#### Saved entries:
-=-=-

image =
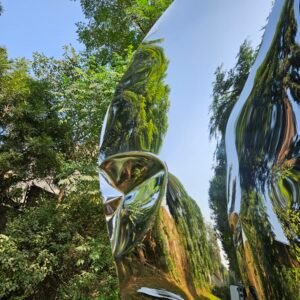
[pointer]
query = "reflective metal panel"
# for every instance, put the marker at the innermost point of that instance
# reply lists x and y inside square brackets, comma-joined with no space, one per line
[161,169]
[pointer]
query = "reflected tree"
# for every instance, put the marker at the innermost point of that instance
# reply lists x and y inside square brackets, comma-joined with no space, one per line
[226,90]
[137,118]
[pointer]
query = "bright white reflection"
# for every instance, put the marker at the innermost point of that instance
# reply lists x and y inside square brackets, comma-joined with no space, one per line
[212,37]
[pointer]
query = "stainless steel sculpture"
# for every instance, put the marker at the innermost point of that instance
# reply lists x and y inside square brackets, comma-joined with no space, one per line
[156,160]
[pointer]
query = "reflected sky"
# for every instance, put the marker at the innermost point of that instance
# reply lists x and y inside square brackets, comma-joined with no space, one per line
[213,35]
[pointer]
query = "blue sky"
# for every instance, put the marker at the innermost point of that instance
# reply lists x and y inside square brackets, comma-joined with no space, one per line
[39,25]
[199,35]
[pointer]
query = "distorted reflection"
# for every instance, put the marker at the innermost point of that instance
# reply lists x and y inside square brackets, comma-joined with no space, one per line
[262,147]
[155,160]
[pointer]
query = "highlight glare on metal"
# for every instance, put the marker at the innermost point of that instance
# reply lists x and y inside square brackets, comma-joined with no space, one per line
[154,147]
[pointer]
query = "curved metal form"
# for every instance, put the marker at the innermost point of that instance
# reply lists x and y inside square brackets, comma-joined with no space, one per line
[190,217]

-=-=-

#### Exercise prompt:
Once you have counted the lines above that contain "query", give that number alone.

#### Result:
9